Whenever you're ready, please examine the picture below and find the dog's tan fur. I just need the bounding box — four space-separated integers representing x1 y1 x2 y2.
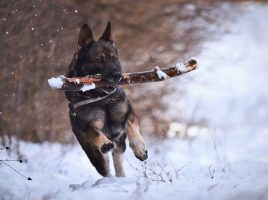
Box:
127 114 147 160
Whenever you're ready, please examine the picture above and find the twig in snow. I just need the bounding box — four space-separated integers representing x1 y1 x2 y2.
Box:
125 158 144 174
0 146 10 151
125 159 166 183
0 160 32 181
126 158 187 184
174 161 191 180
207 183 219 191
0 159 23 163
209 129 227 173
0 146 32 181
209 165 215 179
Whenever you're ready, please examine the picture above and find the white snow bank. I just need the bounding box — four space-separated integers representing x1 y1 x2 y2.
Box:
1 130 268 200
48 75 65 89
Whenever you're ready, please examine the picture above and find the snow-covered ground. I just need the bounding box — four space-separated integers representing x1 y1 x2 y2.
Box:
1 3 268 200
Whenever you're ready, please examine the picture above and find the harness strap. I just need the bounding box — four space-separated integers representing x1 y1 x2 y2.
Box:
69 88 117 116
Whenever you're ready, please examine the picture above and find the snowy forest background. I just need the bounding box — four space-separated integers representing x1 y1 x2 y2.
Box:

----------

→ **WORK TASK**
Each word of the data should be repeated exactly, and the pictures left out.

→ **RESPONSE**
Whenever you're ready, please examine the picture below and find the dog's tan fur. I just need the bounding box — four space-separated integers representing x1 y1 x2 y2.
Box:
127 114 147 160
Whenever you're ready, please examine the picture above and find the twig in snow. I just need the bounding box — four space-separated integers representing x1 y1 x2 y2.
Box:
125 158 144 174
0 146 10 151
125 159 166 183
0 160 32 181
126 158 187 184
174 161 191 180
207 183 219 191
0 159 23 163
209 129 227 173
0 146 32 181
209 165 215 179
Whenever you're ready, please examine the picture above and find the white snow bank. I just need the bounding box — four space-separated integers representing x1 y1 x2 y2.
Box:
1 130 268 200
48 75 65 89
Whenever you're ready, please examine the picture above and find the snow-covered ground. I just need the bounding box — four space-separated integers representing x1 y1 x2 y2.
Box:
1 3 268 200
Whenever you're ready, please examine the picture above and find the harness strap. I just need the bounding box — four space-separated integers representing x1 y1 x2 y2.
Box:
69 88 117 116
Whenever you're ready, please examine the picture above and find the snowy forest background. I just need the bounding box — four space-separated integers representing x1 y1 x2 y2.
Box:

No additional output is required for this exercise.